* [Work item]: Decide whether each statement agrees with the text on Alaba's contract talks, answering yes or no and quoting the text's deciding words. 1. Alaba's father takes part in the contract talks. 2. Rummenigge said the coronavirus will lead Bayern to sell players cheaply this summer. 3. Alaba's agent told Hasan that Alaba can imagine staying in Munich.

* [Provided passage]:
Content starts

After the comments Karl-Heinz Rummenigge made at Leroy Sané’s official presentation, the proverbial ball is in David Alaba’s court. The Bayern Munich CEO indicated with unusual candor that Bayern has “put its cards on the table”: Alaba seemingly can take it or leave it.
Rummenigge said (SPORT1), “It’s nice that he can imagine staying in Munich. His agent told Hasan that.” But it still comes down to money, Rummenigge continued:
“It’s no secret that contract negotiations, as always, are about finances. We have laid our cards openly on the table. Now it’s up to his agent, his father, who is also involved in the talks, and at the end of the chain David himself whether he would like to spent the next few years at this club, where he has played successfully for twelve years.”
Rummenigge delivered a thinly veiled commentary on Zahavi’s efforts: “Concerning salaries at the elite level, this or that agent still seems to be of the opinion that the sun is still shining brightly on the world outside despite the coronavirus. That is not the case. But perhaps at the end of the day there will still be an opportunity to reach a compromise.”
As for any clubs hoping to land Alaba or Thiago Alcantara on the cheap, Rummenigge added, “Despite the coronavirus, there won’t be any ‘summer sale’ at FC Bayern.”

Content ends

* [Excerpted data]:
Content starts

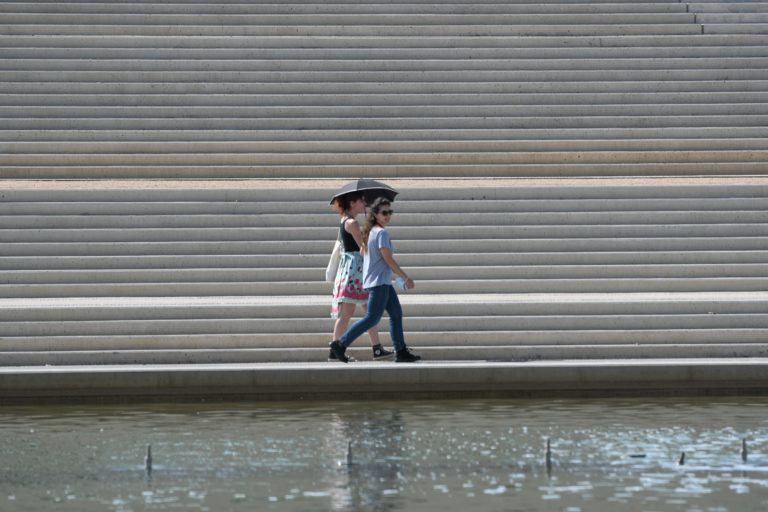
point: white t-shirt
(376, 272)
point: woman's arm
(352, 227)
(387, 256)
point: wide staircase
(417, 94)
(315, 89)
(503, 273)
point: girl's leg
(377, 301)
(373, 332)
(395, 319)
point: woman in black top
(348, 289)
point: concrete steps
(203, 275)
(310, 89)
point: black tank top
(347, 240)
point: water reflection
(388, 456)
(372, 443)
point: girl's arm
(352, 227)
(387, 256)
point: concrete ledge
(294, 381)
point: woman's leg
(377, 301)
(346, 310)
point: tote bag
(333, 264)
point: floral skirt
(348, 286)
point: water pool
(606, 455)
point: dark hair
(370, 218)
(342, 203)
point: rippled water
(606, 455)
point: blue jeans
(380, 298)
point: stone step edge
(285, 381)
(298, 355)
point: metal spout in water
(148, 460)
(548, 456)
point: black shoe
(332, 357)
(406, 356)
(338, 350)
(380, 352)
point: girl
(348, 288)
(378, 268)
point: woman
(378, 269)
(348, 288)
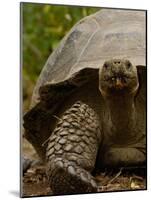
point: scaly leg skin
(72, 150)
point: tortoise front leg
(72, 150)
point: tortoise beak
(119, 84)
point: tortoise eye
(128, 64)
(105, 65)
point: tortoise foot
(67, 178)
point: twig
(45, 142)
(117, 175)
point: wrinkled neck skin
(122, 114)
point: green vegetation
(43, 28)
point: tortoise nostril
(117, 62)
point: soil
(35, 182)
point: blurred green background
(43, 27)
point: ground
(35, 182)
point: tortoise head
(118, 77)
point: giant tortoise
(88, 108)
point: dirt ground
(35, 182)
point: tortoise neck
(122, 114)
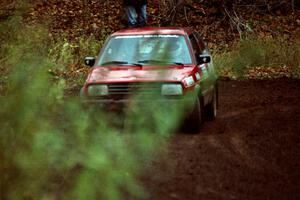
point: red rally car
(165, 64)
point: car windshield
(145, 49)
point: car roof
(155, 31)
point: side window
(201, 43)
(195, 46)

Content ends

* [Problem solution]:
1. Yes: "his father, who is also involved in the talks"
2. No: "Despite the coronavirus, there won’t be any ‘summer sale’ at FC Bayern."
3. Yes: "It’s nice that he can imagine staying in Munich. His agent told Hasan that."